* [DIRECTIONS]
1: Answer these questions from the blog entries on fear and trust in God:
(a) Besides Pastor Chris, which other pastor named Chris has made an impact on the writer's life?
(b) Which two fears has the pastor's preaching covered?
(c) What song did the writer hear first after getting in the car to drive to school, and who performs it?
2: Write the next part of the blog entries on fear and trust in God, starting right after their final line.

BEGIN SELECTED TEXT

Thursday, September 20, 2007

Fear

My pastor (I love saying that. I'm so glad I have a pastor.) has been preaching about fear. The two sermons have been really good. Pastor Chris (two of the pastors who have made an impact in my life are named Chris. The other is Chris Swanson.) has been talking about the fear of rejection and the fear of failure. I totally fear rejection. I will say something stupid and beat myself up about it later all because I'm too concerned what others think. I am afraid that my friends don't really like me and are really annoyed by me. I am afraid that no guy will ever ask to marry me. I am afraid that I'll be alone except for my family who likes me just because that is what family is supposed to do. Does God like me? Of course He does. He is the only one that I'm confident in.

I sometimes think of compromising my standards so I'll attract a guy. Maybe if I date instead of court someone will actually ask me out. Maybe I should ask him out instead of waiting for him to ask me out. Well I can't do that because I feel like it is wrong. God wants guys to be the leaders.

My second fear is failing. What happens if I fail to get married or fail to make money or fail a class or fail to do anything or fail to please God or fail to live how I should or just fail. But then I tell myself that God loves me and that is never going to change. Sometimes it is other people who say I will fail. What happens if....

But am I supposed to expect that everything will go wrong and try to prepare for it? Should I get several college degrees in case I can't make money teaching karate or I don't get married or I do and my husband dies? It is these people and the fear of failure that I don't understand. Aren't we supposed to trust in God and have faith that He is going to take care of us? Why can't I just do what I feel led to do right now instead of worrying that something really bad is going to happen. Am I supposed to teach karate or am I supposed to try to find some career that will make money that I'll end up hating forever?

Fear is powerful but God is far more powerful. I think that by trusting Him and not letting fear reign in our lives we can live as we were made to live. We were made to love God and be loved by Him. It's that simple.

Tuesday, September 11, 2007

He Will Sustain Me

So here I am today worrying about what will happen if God doesn't want me to get married or have kids. I am totally freaking out. How am I going to live wishing for something that will never happen? How am I going to be able to keep going. I knew I would have to give this up to God. I have to give up all my hopes and dreams. Having kids is something I have looked forward to since I was a little kid. I have to be willing to give this up. So I got in the car to drive to school and this is the song that I heard first thing:

Matthew West - More
From the album Happy

Take a look at the mountain
Stretching a mile high
Take a look at the ocean
Far as your eye can see
And think of me

Take a look at the desert
Do you feel like a grain of sand?

END SELECTED TEXT
BEGIN RECORDS SHOWN

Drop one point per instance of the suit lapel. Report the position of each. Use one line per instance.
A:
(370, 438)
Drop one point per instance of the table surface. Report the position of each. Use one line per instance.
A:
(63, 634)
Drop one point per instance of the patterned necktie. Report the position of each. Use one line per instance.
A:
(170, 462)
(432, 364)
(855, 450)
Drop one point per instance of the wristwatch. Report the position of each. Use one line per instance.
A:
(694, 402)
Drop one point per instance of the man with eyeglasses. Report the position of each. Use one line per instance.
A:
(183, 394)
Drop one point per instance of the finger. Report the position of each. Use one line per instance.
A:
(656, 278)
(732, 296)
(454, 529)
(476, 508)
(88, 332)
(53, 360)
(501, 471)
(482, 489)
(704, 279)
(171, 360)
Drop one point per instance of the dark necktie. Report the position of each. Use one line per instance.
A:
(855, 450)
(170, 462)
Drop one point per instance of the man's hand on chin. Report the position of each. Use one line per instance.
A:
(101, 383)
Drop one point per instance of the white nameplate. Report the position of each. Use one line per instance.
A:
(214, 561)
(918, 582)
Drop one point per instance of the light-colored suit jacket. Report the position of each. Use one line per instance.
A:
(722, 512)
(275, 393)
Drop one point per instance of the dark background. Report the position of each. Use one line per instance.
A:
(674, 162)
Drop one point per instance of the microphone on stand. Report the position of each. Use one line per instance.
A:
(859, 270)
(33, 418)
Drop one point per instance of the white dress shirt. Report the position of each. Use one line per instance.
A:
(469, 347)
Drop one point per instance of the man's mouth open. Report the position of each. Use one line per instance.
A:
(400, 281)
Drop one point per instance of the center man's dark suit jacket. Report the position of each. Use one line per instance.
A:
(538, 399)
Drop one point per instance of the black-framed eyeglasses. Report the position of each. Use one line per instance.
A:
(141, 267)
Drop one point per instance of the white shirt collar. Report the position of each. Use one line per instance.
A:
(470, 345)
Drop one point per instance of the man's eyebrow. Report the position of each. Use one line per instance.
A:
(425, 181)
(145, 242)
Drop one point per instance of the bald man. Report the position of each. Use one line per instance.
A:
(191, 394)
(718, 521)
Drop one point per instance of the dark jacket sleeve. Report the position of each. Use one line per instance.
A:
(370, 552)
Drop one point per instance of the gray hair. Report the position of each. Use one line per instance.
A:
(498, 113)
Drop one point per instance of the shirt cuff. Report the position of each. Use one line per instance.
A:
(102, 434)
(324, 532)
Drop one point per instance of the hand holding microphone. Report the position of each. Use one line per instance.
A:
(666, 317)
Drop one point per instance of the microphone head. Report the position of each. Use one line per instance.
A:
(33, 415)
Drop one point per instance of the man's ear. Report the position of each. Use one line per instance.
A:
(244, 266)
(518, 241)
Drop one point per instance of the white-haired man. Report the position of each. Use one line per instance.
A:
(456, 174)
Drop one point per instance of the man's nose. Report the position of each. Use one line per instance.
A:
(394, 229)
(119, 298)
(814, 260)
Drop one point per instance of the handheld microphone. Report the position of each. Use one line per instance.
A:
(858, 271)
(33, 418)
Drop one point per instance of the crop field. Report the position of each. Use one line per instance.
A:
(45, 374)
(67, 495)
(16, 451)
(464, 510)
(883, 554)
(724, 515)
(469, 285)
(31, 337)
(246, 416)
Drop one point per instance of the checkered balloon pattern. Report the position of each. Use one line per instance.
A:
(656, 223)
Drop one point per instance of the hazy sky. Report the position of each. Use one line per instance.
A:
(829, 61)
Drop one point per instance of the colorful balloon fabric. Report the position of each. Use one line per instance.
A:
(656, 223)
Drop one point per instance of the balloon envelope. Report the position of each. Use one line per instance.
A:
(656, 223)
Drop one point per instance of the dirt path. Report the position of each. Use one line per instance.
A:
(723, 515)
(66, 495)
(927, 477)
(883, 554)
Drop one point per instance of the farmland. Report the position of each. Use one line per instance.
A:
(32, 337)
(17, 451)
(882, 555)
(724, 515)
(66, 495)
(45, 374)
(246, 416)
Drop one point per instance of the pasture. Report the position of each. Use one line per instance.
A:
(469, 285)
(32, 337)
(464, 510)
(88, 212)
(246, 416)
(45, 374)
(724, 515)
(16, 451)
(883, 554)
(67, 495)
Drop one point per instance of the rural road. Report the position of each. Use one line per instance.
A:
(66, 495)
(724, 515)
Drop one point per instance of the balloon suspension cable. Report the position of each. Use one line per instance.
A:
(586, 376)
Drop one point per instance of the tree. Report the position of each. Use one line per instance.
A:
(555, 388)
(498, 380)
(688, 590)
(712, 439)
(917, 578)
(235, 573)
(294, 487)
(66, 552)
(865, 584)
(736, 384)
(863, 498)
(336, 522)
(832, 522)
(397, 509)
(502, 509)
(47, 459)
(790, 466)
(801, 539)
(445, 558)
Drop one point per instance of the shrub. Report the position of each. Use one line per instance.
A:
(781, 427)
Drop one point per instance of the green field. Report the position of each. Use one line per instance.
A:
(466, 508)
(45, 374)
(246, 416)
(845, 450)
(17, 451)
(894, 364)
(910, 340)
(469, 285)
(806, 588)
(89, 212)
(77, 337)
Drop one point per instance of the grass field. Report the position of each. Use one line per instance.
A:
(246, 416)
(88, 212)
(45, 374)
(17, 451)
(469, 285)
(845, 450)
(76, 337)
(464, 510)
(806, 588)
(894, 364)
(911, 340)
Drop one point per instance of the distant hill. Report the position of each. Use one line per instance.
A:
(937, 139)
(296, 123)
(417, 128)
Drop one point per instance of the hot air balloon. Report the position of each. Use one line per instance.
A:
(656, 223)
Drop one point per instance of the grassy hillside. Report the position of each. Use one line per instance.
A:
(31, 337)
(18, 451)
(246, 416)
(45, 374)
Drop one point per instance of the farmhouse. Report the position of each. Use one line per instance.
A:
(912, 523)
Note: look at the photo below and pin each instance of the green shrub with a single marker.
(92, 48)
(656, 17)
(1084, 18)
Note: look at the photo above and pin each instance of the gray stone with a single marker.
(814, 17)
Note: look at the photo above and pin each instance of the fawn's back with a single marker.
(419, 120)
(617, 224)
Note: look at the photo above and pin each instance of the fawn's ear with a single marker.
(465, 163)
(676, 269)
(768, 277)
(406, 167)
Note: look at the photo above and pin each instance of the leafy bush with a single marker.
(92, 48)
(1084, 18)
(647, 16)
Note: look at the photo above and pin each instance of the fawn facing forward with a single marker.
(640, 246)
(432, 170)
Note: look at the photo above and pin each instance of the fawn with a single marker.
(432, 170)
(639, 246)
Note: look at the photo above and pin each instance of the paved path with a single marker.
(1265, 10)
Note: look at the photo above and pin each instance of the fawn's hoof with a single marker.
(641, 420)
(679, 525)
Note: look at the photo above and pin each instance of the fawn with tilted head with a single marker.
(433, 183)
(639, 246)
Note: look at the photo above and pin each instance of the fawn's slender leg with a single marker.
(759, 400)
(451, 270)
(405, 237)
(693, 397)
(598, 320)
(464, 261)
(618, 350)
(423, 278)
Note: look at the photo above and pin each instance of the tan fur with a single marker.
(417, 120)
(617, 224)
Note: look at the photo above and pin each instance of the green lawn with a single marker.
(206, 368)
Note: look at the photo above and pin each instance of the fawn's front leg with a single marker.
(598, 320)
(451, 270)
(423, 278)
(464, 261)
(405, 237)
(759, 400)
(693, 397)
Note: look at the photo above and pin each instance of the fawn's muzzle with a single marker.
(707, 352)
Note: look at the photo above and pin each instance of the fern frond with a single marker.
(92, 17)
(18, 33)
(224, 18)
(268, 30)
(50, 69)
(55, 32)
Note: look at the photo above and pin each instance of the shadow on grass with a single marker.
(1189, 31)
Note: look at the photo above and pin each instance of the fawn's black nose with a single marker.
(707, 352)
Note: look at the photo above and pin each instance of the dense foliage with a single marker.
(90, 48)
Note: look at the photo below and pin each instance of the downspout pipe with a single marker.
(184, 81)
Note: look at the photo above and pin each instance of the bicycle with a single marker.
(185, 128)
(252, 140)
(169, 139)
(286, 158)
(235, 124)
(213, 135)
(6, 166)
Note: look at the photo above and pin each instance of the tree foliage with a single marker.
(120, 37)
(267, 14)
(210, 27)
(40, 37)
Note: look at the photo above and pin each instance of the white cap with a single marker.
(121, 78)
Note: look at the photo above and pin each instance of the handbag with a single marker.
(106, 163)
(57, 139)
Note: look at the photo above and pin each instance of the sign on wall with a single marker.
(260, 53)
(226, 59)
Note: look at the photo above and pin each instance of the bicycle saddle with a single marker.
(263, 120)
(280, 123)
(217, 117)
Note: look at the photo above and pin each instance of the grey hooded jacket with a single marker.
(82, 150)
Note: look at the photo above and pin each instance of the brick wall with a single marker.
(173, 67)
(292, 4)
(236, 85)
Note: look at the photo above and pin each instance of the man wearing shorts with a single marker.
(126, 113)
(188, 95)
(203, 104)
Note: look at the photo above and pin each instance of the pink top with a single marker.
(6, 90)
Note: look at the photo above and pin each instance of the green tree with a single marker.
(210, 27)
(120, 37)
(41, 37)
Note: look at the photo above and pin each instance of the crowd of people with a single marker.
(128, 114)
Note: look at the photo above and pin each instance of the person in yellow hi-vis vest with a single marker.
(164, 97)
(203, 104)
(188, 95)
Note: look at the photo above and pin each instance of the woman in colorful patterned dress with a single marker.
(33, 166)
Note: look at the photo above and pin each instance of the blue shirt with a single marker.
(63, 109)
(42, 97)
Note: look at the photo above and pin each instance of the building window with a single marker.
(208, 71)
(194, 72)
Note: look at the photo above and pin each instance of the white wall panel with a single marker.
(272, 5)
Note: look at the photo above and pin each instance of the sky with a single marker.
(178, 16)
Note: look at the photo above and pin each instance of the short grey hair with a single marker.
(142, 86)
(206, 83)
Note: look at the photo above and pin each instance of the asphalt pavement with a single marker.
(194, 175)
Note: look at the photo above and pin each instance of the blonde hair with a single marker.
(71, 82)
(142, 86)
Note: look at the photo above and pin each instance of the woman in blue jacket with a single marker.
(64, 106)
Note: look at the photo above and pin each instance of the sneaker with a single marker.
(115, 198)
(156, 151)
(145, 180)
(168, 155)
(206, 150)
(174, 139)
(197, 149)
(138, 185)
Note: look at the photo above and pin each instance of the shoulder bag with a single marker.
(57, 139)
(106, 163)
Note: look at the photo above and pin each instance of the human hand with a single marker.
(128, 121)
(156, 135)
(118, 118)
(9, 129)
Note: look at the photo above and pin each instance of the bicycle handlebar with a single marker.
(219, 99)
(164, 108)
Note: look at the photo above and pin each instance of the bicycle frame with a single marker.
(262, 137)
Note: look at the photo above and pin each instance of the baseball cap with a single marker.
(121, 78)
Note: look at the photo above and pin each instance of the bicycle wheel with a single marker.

END RECORDS SHOWN

* [EXPECTED OUTPUTS]
1:
(a) Chris Swanson.
(b) The fear of rejection and the fear of failure.
(c) "More" by Matthew West, from the album Happy.

2:
I am with you wherever
Where you go is where I am

And I'm always thinking of you
Take a look round you
I'm spelling it out one by one

CHORUS:
I love you more than the sun
And the stars that I taught how to shine
You are mine, and you shine for me too
I love you yesterday and today and tomorrow
I'll say it again and again
I love your more

Just a face in the city
Just a tear on a crowded street
But you are one in a million
And you belong to me

And I want you to know
That I'm not letting go
Even when you come undone

Repeat Chorus

I love you more, yeah
Shine for me
Shine for me
Shine, you shine, you shine for me

Repeat Chorus

I love you more than the sun
And the stars that I taught how to shine
You are mine, and you shine for me too
I love you yesterday and today through the joy and the pain,
I'll say it again and again
I love you more
I love you more
I see you, and I made you
And I love you more than you can imagine
More than you can fathom
I love you more than the sun
And you shine for me

How could I not want to give everything for God who loves me more than anything. This song made me cry as I realized that I needed to give up everything to Him. I might still end up getting married someday. But I had to get to the point where I had to give it up.

When I came home and checked facebook I read the verse on my profile.

Isaiah 46:4 "Even to your old age and gray hairs I am He, I am He who will sustain you. I have made you and I will carry you; I will sustain you and I will rescue you."

I realized that it is God who will carry me and sustain me whether I get married or not. My trust has to be in He who made me, and knows me, and loves me more than anyone else.

Whether it is God's will that I get married or not I must trust in Him to sustain me. I can't freak out whether I will marry the right one. I can't freak out that marriage won't be in my future. I have to let God love me and carry me and sustain me forever. Amen

First College Algebra Test

Yes!!!!! I feel so good about this test. It was the perfect thing to make my day better. It put me in a good mood and gave me confidence. I can't wait to see my grade.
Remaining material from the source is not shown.